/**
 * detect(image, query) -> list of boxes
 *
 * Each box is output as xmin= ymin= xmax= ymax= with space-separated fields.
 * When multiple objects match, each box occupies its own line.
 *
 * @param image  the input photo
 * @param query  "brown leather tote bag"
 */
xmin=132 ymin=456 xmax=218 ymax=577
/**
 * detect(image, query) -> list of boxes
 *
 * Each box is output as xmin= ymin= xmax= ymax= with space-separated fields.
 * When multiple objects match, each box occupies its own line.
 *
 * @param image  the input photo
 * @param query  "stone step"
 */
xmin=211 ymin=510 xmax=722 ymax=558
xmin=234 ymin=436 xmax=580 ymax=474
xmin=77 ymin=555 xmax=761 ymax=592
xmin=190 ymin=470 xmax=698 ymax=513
__________
▶ ACTIVITY: Retype the material exactly.

▶ ANSWER:
/**
 * detect(image, query) -> list of boxes
 *
 * Each box is output as xmin= ymin= xmax= ymax= with space-separated fields.
 * When multiple objects match, each box occupies its own line.
 *
 * @param image  the input photo
 * @param query  "brown leather tote bag"
 */
xmin=132 ymin=456 xmax=218 ymax=577
/**
 * detect(image, query) -> list of boxes
 *
 * Each box is output as xmin= ymin= xmax= ymax= with space-separated fields.
 * When multiple objects match, each box occupies its own line.
 *
 * @param image  the input photo
 * @param query  "stone step"
 */
xmin=211 ymin=510 xmax=722 ymax=558
xmin=234 ymin=436 xmax=580 ymax=474
xmin=77 ymin=555 xmax=761 ymax=592
xmin=190 ymin=470 xmax=698 ymax=513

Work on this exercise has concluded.